Change every "keypoint" in the records to "marker" and write them out again, keeping all other text the same.

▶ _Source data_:
# # # # #
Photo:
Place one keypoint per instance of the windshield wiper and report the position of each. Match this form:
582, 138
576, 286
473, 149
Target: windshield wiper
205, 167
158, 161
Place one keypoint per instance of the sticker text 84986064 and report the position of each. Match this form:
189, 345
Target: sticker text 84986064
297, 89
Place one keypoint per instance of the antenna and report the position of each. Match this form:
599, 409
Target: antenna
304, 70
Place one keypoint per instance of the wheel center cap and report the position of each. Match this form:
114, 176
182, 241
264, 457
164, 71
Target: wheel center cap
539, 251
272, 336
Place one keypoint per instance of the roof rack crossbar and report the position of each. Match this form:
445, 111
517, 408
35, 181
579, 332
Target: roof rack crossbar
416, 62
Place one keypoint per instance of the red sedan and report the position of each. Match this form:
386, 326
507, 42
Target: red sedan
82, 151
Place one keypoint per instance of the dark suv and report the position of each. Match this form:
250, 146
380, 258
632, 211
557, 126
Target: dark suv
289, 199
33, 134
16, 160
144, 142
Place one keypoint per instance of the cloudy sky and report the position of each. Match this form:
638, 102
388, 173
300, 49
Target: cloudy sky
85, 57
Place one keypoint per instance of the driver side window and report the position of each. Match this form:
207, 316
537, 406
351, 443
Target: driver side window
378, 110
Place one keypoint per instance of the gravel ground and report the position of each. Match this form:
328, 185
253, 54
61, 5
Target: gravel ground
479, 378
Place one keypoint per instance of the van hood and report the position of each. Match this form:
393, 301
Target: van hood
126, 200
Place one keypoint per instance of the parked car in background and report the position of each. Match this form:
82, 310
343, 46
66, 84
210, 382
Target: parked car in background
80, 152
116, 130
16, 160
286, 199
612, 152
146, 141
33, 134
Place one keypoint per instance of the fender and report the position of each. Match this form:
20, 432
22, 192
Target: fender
# # # # #
▶ _TASK ANSWER_:
Photo:
Place one marker per instance of the windshield wiper and report the position of each. Match this form:
582, 138
576, 286
473, 149
Target: windshield wiper
205, 167
158, 161
Place one marker per instance of the sticker text 84986064 and report the position of each. Match this form:
189, 345
Target: sticker text 84986064
297, 89
Place one marker per instance of the antenna and report the position of each. Match this form:
599, 409
Target: antenna
304, 70
Place one marker per instance of the wheel center cap and report the position of each. Match this form:
114, 176
182, 241
264, 457
164, 71
Target: wheel center cap
539, 251
272, 336
Place one marker per instance of the roof rack crossbar and report the position of each. Match this form:
445, 111
517, 408
35, 181
579, 332
Target: roof rack crossbar
416, 62
Place one marker per instance of the red sedan and report the position of each. Match this form:
386, 326
507, 42
Target: red sedan
82, 151
Place one marker per instance of the dark suv and report the position of each. Match this form:
250, 146
380, 258
632, 211
557, 126
Target: dark suv
289, 199
33, 134
16, 160
144, 142
Place one marker per instance of the cloudy sky and report the position of each. Match this form:
638, 102
388, 173
300, 49
Target: cloudy sky
85, 57
Place one marker per instance of the driver side window and report the position of each. Match this form:
207, 316
537, 406
351, 443
Target: driver side window
378, 110
Place one marker per instance of the gravel ground and report the position of each. Match this form:
328, 185
253, 54
61, 5
Target: gravel ground
479, 378
Place one marker per instance of the van hood and report the position of each. Match this form:
393, 301
Target: van hood
126, 200
Place one marker per instance of the parked car in background and report the position of each. Match this form:
82, 310
343, 46
66, 84
210, 382
Target: parked car in background
80, 152
116, 130
16, 160
286, 199
612, 152
146, 141
33, 134
Place one marker per instance of the fender and report the position of each. Match this form:
20, 432
22, 192
Target: fender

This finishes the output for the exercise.